## DATA ROWS:
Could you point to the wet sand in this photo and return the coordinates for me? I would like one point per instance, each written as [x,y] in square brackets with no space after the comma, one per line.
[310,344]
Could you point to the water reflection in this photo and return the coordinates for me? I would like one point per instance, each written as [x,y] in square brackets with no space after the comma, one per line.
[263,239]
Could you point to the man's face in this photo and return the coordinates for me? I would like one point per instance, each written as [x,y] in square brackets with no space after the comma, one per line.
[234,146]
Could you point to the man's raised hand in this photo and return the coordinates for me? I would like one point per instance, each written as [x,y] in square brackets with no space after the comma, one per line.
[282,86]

## TASK BRIEF:
Replace "man's" with "person's" in every line from the one containing "Could you point to the water" through the last of the items. Give back only those lines, with everything else unchanged.

## CORRECT ANSWER:
Could you point to the water reflection in this photo and return the coordinates for me? I would like one point per instance, each written as [x,y] in square brackets with no space after the comma, one per line.
[263,239]
Could you point to the person's face in this photo and return the coordinates for me? I would like one point per instance, each written as [x,y] in square brackets with no space after the comma, one per line.
[234,146]
Could you point to the person's raised hand in this photo and return the coordinates for me? I would like one point per instance, each written as [x,y] in square brackets with no space after the comma, one per line.
[282,86]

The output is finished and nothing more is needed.